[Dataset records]
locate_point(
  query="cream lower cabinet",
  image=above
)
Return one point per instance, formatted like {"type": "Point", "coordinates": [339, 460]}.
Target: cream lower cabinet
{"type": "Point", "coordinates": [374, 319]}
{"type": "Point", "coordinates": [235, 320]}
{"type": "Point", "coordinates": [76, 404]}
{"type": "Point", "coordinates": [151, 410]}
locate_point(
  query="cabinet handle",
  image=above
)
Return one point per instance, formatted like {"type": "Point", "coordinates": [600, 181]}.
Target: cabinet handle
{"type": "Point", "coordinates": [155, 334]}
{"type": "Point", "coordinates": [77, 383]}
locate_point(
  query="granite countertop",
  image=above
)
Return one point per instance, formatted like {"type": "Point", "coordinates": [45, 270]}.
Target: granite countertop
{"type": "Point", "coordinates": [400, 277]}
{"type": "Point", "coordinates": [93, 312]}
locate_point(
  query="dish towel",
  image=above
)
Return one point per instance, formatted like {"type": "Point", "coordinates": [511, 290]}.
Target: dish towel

• [What the exercise asks] Look through the data above for the string "formatted" and copy every line where it appears.

• [Exercise solution]
Return one point per instance, formatted like {"type": "Point", "coordinates": [339, 460]}.
Return one point per instance, formatted like {"type": "Point", "coordinates": [600, 181]}.
Return one point per instance, formatted like {"type": "Point", "coordinates": [45, 270]}.
Return one point per instance, formatted like {"type": "Point", "coordinates": [511, 290]}.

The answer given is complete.